----- TEXTE À LIRE

Sur le plan des revenus commerciaux, le championnat dispose depuis la saison 23/24 d’un namer grâce au partenariat conclu avec Google Pixel pour un montant d’environ 5,5 M€ par saison (soit 22 M€ sur la durée de l’accord, valable jusqu’en 2027). L’accord prévoit également une mise en avant sur les plateformes mobiles de Google, dont YouTube, ce qui contribue à la visibilité du championnat auprès des publics, un levier supplémentaire pour la prospection commerciale de chaque club.
Dominik Schreyer partage d’ailleurs cette analyse :
“Avec une portée et une attention croissantes de la société, la valeur du football féminin en tant qu’actif de sponsoring devrait croître de manière significative”.
Une croissance que les modèles de prospective de Two Circles estiment à quasiment 400% (de 36,9 M€ à 130 M€ entre 2026 et 2031).

----------

CONSIGNES ::
• a. Reformulez sous forme de liste le paragraphe du texte sur le sponsoring du football féminin qui commence par « Sur le plan des revenus commerciaux », en conservant ses faits principaux.
• b. Reproduisez à l'identique le passage du texte sur le sponsoring du football féminin allant de « Sur le plan » jusqu'à « de chaque club. ».

----- MATÉRIAU

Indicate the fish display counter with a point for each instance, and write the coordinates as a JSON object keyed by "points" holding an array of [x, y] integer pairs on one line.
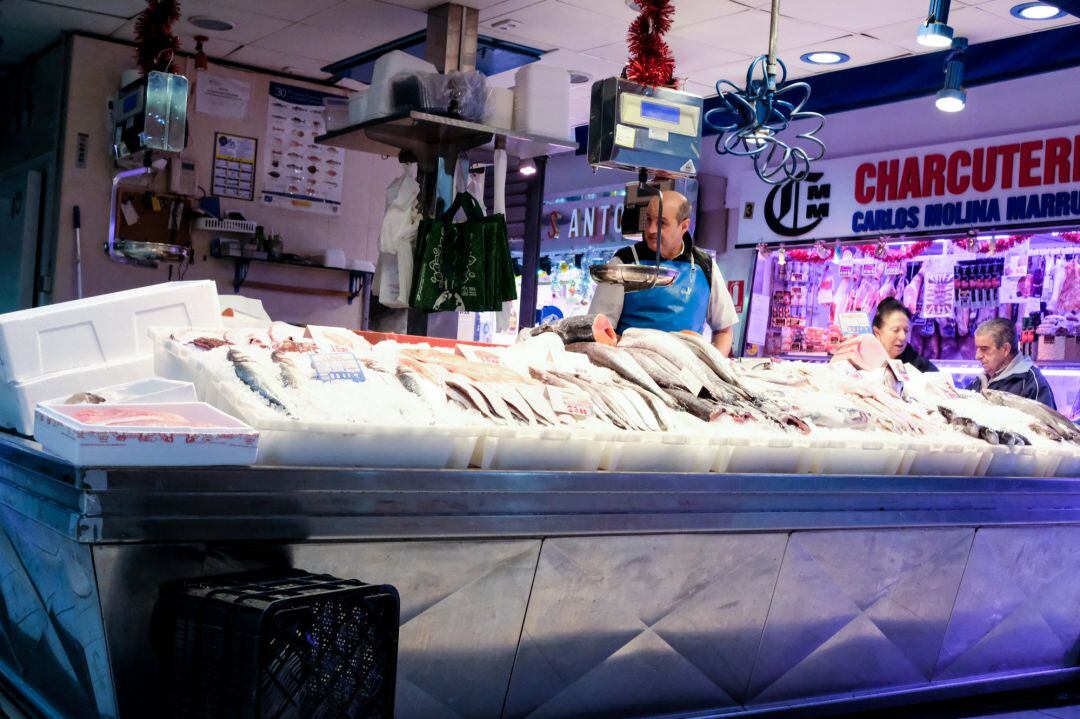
{"points": [[565, 594], [577, 525]]}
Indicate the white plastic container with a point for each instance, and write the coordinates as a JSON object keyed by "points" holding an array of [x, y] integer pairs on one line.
{"points": [[542, 100], [929, 458], [566, 449], [18, 399], [765, 455], [227, 441], [98, 330], [1012, 462], [150, 391], [661, 451], [872, 455]]}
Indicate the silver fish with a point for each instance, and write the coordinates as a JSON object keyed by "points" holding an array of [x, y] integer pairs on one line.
{"points": [[417, 384], [250, 374], [621, 363], [292, 374], [1049, 417]]}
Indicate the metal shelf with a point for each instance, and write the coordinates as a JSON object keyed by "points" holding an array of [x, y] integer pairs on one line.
{"points": [[424, 134]]}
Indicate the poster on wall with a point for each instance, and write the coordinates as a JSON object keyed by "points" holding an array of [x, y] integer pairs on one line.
{"points": [[297, 174], [233, 174]]}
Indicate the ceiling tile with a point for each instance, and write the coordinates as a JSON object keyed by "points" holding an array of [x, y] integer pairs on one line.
{"points": [[854, 15], [315, 42], [424, 5], [289, 10], [747, 32], [250, 26], [572, 28], [861, 49], [354, 16], [125, 9], [215, 46], [278, 60], [971, 23], [26, 15], [1001, 8]]}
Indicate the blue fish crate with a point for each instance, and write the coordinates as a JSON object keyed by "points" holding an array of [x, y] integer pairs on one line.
{"points": [[277, 645]]}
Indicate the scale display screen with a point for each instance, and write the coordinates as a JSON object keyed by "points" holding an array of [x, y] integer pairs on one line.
{"points": [[661, 112]]}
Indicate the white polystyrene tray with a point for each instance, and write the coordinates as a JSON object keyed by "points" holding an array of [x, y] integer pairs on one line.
{"points": [[563, 448], [765, 455], [99, 330], [1013, 462], [660, 451], [18, 399], [150, 390], [228, 442]]}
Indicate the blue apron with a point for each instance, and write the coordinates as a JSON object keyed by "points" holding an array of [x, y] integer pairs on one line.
{"points": [[683, 304]]}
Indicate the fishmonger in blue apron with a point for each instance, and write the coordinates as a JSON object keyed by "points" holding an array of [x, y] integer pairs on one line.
{"points": [[698, 297]]}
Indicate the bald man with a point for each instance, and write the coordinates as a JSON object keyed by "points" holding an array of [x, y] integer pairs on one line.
{"points": [[699, 296]]}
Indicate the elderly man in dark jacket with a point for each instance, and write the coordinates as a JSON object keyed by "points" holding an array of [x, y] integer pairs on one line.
{"points": [[1003, 368]]}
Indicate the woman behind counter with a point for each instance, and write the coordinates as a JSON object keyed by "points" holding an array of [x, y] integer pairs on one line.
{"points": [[892, 326]]}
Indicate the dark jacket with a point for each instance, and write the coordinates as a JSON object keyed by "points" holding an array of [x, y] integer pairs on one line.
{"points": [[1022, 378], [909, 356]]}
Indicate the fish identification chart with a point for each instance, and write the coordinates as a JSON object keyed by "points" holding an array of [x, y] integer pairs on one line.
{"points": [[297, 173]]}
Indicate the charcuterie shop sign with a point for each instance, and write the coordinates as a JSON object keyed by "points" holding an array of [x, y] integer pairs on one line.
{"points": [[1008, 181]]}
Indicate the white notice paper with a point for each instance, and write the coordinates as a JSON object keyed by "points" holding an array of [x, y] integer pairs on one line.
{"points": [[224, 97]]}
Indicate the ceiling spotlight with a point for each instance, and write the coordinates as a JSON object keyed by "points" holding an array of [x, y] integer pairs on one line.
{"points": [[934, 31], [825, 57], [1037, 11], [213, 24], [953, 97]]}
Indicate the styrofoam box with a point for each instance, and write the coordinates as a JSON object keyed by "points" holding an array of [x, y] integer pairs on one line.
{"points": [[1069, 464], [99, 330], [856, 452], [935, 458], [540, 449], [1013, 462], [228, 442], [18, 399], [765, 455], [661, 451]]}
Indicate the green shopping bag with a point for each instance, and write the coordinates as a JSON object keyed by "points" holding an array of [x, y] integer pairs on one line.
{"points": [[462, 266]]}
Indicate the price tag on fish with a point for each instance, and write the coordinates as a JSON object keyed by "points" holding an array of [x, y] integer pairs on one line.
{"points": [[565, 403], [473, 353], [337, 366]]}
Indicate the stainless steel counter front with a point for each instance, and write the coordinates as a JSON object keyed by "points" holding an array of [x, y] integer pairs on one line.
{"points": [[563, 594]]}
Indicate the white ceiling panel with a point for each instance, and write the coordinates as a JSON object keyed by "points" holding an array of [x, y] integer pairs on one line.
{"points": [[971, 23], [278, 60], [315, 42], [355, 16], [559, 25], [747, 32], [289, 10], [862, 50], [123, 9], [53, 19], [854, 15], [1001, 8]]}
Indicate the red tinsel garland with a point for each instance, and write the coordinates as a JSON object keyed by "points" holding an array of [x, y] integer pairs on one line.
{"points": [[154, 43], [651, 62], [917, 248]]}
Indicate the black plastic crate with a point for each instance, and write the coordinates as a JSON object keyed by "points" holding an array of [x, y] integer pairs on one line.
{"points": [[277, 645]]}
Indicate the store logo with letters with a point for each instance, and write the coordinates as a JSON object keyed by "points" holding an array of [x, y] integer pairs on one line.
{"points": [[797, 206]]}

----------

CORRIGÉS DÉTAILLÉS ::
• a.
- Depuis la saison 23/24, le championnat dispose d'un namer grâce à un partenariat avec Google Pixel.
- Le montant s'élève à environ 5,5 M€ par saison, soit 22 M€ sur la durée de l'accord, valable jusqu'en 2027.
- L'accord prévoit une mise en avant sur les plateformes mobiles de Google, dont YouTube.
- Cette exposition accroît la visibilité du championnat auprès des publics et constitue un levier supplémentaire pour la prospection commerciale de chaque club.

• b.
Sur le plan des revenus commerciaux, le championnat dispose depuis la saison 23/24 d’un namer grâce au partenariat conclu avec Google Pixel pour un montant d’environ 5,5 M€ par saison (soit 22 M€ sur la durée de l’accord, valable jusqu’en 2027). L’accord prévoit également une mise en avant sur les plateformes mobiles de Google, dont YouTube, ce qui contribue à la visibilité du championnat auprès des publics, un levier supplémentaire pour la prospection commerciale de chaque club.